Copy out every one of the records below word for word, changing nothing.

┌─ SUPPLIED INFORMATION

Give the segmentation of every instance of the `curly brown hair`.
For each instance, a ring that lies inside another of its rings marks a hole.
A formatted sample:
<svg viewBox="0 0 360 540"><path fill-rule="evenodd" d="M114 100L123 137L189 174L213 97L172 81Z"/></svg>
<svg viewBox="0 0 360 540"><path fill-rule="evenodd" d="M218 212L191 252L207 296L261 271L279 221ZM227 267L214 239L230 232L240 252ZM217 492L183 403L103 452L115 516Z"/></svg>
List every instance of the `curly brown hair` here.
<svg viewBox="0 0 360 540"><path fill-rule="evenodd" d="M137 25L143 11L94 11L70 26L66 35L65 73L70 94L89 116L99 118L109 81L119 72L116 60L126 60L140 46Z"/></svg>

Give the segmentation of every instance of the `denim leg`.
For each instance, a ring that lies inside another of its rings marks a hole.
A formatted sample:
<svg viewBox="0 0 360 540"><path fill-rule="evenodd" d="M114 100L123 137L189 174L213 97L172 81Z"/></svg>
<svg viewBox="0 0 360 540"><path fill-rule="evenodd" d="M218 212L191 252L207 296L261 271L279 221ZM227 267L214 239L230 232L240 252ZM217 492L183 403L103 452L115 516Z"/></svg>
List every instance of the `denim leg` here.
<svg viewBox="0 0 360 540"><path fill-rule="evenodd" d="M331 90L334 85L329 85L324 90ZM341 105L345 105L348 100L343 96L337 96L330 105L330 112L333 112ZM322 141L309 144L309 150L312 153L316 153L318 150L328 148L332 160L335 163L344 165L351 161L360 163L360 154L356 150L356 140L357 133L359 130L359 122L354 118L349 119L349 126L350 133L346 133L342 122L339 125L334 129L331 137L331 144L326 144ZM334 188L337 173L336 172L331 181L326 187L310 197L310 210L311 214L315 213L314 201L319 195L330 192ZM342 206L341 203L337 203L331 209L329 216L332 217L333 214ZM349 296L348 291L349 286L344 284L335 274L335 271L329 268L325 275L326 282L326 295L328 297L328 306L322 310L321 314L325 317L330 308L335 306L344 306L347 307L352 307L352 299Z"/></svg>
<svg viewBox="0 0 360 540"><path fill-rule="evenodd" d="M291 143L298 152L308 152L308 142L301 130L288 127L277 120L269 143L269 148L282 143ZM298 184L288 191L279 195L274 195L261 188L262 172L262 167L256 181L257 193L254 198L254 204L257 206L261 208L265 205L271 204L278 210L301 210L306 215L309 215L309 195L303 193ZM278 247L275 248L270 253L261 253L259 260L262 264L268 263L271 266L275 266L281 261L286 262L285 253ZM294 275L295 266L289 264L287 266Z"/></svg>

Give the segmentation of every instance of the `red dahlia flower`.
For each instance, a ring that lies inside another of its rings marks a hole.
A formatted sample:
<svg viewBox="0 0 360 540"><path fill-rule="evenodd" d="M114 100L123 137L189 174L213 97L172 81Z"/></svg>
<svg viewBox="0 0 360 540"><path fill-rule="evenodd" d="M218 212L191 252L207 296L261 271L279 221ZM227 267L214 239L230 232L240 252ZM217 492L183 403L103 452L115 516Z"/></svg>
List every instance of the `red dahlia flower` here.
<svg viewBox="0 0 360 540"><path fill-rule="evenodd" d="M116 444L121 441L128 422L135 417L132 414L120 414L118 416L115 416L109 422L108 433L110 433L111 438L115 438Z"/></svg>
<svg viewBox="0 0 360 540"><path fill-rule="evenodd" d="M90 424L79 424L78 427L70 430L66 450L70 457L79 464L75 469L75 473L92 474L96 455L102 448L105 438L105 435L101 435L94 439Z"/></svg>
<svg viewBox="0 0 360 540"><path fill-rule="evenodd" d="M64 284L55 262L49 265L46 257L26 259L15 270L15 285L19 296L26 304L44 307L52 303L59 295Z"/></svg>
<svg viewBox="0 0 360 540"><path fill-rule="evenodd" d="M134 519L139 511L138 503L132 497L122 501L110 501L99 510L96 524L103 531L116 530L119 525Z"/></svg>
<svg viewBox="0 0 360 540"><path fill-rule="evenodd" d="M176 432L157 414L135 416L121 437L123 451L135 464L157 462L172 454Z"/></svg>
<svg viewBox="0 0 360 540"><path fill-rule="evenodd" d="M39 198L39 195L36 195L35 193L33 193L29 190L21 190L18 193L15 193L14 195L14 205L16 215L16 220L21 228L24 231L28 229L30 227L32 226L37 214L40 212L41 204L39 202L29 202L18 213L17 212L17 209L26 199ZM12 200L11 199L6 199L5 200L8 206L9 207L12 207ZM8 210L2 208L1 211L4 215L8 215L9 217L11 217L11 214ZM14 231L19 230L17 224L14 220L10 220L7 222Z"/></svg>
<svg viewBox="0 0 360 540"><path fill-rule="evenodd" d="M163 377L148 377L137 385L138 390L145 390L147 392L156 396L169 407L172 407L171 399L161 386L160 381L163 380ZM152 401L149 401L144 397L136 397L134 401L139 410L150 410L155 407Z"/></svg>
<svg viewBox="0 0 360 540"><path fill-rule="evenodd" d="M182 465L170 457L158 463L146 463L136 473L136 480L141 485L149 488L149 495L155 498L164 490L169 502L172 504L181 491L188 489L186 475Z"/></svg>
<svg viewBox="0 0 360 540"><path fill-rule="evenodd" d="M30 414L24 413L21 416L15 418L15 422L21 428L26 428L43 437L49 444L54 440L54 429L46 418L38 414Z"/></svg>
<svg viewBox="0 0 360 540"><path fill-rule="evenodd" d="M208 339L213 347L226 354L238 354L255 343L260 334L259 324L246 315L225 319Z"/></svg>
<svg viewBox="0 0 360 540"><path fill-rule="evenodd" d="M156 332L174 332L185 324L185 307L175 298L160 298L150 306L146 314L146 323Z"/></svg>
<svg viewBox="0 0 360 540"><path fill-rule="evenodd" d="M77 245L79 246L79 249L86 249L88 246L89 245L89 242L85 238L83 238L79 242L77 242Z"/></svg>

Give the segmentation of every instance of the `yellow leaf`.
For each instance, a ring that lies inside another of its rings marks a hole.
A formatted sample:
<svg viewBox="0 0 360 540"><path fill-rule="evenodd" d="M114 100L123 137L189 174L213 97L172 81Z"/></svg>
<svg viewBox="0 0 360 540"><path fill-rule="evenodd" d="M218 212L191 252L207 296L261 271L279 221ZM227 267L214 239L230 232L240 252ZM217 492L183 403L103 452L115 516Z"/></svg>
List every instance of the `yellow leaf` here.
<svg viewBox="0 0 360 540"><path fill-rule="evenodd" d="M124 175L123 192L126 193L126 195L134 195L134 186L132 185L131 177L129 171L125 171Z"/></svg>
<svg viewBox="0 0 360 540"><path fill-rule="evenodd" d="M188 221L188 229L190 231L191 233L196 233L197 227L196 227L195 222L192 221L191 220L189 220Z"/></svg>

└─

• **CORRECT RESPONSE**:
Give the segmentation of every instance of the `curly brown hair`.
For each instance, a ring that lies inside another of its rings marks a hole.
A formatted sample:
<svg viewBox="0 0 360 540"><path fill-rule="evenodd" d="M114 100L123 137L189 174L213 97L172 81Z"/></svg>
<svg viewBox="0 0 360 540"><path fill-rule="evenodd" d="M218 212L191 252L207 296L261 271L279 221ZM227 267L214 239L230 232L240 252ZM217 492L183 403L103 452L115 516Z"/></svg>
List every instance of the `curly brown hair` here.
<svg viewBox="0 0 360 540"><path fill-rule="evenodd" d="M137 25L143 11L94 11L70 26L66 35L65 73L70 94L89 116L99 118L109 81L119 72L116 60L126 60L140 46Z"/></svg>

Give the segmentation of every instance of the `denim leg`.
For each instance, a ring that lies inside another of its rings marks a hole.
A formatted sample:
<svg viewBox="0 0 360 540"><path fill-rule="evenodd" d="M114 100L123 137L189 174L213 97L172 81Z"/></svg>
<svg viewBox="0 0 360 540"><path fill-rule="evenodd" d="M218 212L191 252L207 296L261 271L279 221ZM227 267L214 239L230 232L240 252ZM217 492L183 403L103 452L115 516Z"/></svg>
List every instance of the `denim leg` here.
<svg viewBox="0 0 360 540"><path fill-rule="evenodd" d="M331 90L334 85L329 85L324 90ZM341 105L345 105L348 100L343 96L337 96L330 105L330 112L333 112ZM322 141L309 144L309 150L312 153L316 153L318 150L328 148L332 160L335 163L344 165L351 161L360 163L360 154L356 150L356 140L357 133L359 130L359 122L354 118L349 119L349 126L350 133L346 133L342 122L339 125L334 129L331 137L331 144L326 144ZM334 188L337 173L336 172L331 181L326 187L310 197L310 210L311 214L315 213L314 201L319 195L330 192ZM342 206L341 203L337 203L331 209L329 216L332 217L333 214ZM349 296L348 291L349 286L344 284L335 274L335 271L329 268L325 275L326 282L326 295L328 297L328 306L322 310L321 314L325 317L330 308L335 306L344 306L347 307L352 307L352 299Z"/></svg>
<svg viewBox="0 0 360 540"><path fill-rule="evenodd" d="M291 143L298 152L308 152L308 142L301 130L288 127L277 120L269 143L269 148L282 143ZM298 184L288 191L279 195L274 195L261 188L262 172L262 167L256 181L257 193L254 198L254 204L257 206L261 208L265 205L271 204L278 210L301 210L306 215L309 215L309 195L303 193ZM278 247L275 248L270 253L261 253L259 260L262 264L268 263L271 266L275 266L281 261L286 262L285 253ZM294 275L295 266L289 264L287 266Z"/></svg>

Give the segmentation of every instance of the `red dahlia flower`.
For each instance, a ring that lies inside another of its rings marks a hole.
A formatted sample:
<svg viewBox="0 0 360 540"><path fill-rule="evenodd" d="M114 100L123 137L189 174L213 97L172 81Z"/></svg>
<svg viewBox="0 0 360 540"><path fill-rule="evenodd" d="M218 212L191 252L207 296L261 271L279 221ZM227 267L214 239L230 232L240 252ZM217 492L183 403L103 452L115 516Z"/></svg>
List every instance of the `red dahlia flower` here.
<svg viewBox="0 0 360 540"><path fill-rule="evenodd" d="M116 444L121 441L128 422L135 417L132 414L120 414L118 416L115 416L109 422L108 433L110 433L111 438L115 438Z"/></svg>
<svg viewBox="0 0 360 540"><path fill-rule="evenodd" d="M90 424L79 424L78 427L70 430L66 450L70 457L79 464L75 469L75 473L92 474L96 455L102 448L105 438L105 435L101 435L94 439Z"/></svg>
<svg viewBox="0 0 360 540"><path fill-rule="evenodd" d="M64 284L55 262L49 265L46 257L26 259L15 270L15 285L19 296L26 304L44 307L52 303L59 295Z"/></svg>
<svg viewBox="0 0 360 540"><path fill-rule="evenodd" d="M134 519L139 511L138 503L132 497L122 501L110 501L99 510L96 524L103 531L116 530L119 525Z"/></svg>
<svg viewBox="0 0 360 540"><path fill-rule="evenodd" d="M176 432L157 414L135 416L121 437L123 451L135 464L157 462L172 454Z"/></svg>
<svg viewBox="0 0 360 540"><path fill-rule="evenodd" d="M39 198L39 195L36 195L35 193L33 193L29 190L21 190L18 193L15 193L14 195L14 205L16 215L16 220L21 228L24 231L28 229L30 227L32 226L37 214L40 212L41 204L39 202L29 202L18 213L17 212L17 209L26 199ZM12 200L11 199L6 199L5 200L8 206L9 207L12 207ZM8 210L2 208L1 211L4 215L8 215L9 217L11 217L11 214ZM14 231L19 230L17 224L14 220L10 220L7 222Z"/></svg>
<svg viewBox="0 0 360 540"><path fill-rule="evenodd" d="M163 377L148 377L137 385L138 390L145 390L147 392L156 396L169 407L172 407L171 399L161 386L160 381L163 380ZM152 401L149 401L144 397L136 397L134 401L139 410L150 410L155 407Z"/></svg>
<svg viewBox="0 0 360 540"><path fill-rule="evenodd" d="M182 465L170 457L158 463L146 463L136 473L136 480L141 485L149 488L149 495L155 498L164 490L169 502L172 504L181 491L188 489L186 475Z"/></svg>
<svg viewBox="0 0 360 540"><path fill-rule="evenodd" d="M30 414L24 413L21 416L15 418L15 422L21 428L26 428L43 437L49 444L54 440L54 429L46 418L38 414Z"/></svg>
<svg viewBox="0 0 360 540"><path fill-rule="evenodd" d="M208 339L213 347L226 354L238 354L255 343L260 334L259 324L246 315L225 319Z"/></svg>
<svg viewBox="0 0 360 540"><path fill-rule="evenodd" d="M156 332L174 332L185 324L185 307L175 298L160 298L150 306L146 314L146 323Z"/></svg>
<svg viewBox="0 0 360 540"><path fill-rule="evenodd" d="M77 245L79 246L79 249L86 249L88 246L89 245L89 242L85 238L83 238L79 242L77 242Z"/></svg>

Give the segmentation of every instance of the `yellow leaf`.
For each instance, a ring that lies inside another of its rings marks a hole.
A formatted sample:
<svg viewBox="0 0 360 540"><path fill-rule="evenodd" d="M114 100L123 137L189 174L213 97L172 81Z"/></svg>
<svg viewBox="0 0 360 540"><path fill-rule="evenodd" d="M218 212L191 252L207 296L261 271L279 221ZM227 267L214 239L230 232L240 252ZM217 492L183 403L103 452L115 516Z"/></svg>
List every instance of the `yellow leaf` here.
<svg viewBox="0 0 360 540"><path fill-rule="evenodd" d="M124 175L123 192L126 193L126 195L134 195L134 186L132 185L131 177L129 171L125 171Z"/></svg>
<svg viewBox="0 0 360 540"><path fill-rule="evenodd" d="M188 221L188 229L190 231L191 233L196 233L197 227L196 227L195 222L192 221L191 220L189 220Z"/></svg>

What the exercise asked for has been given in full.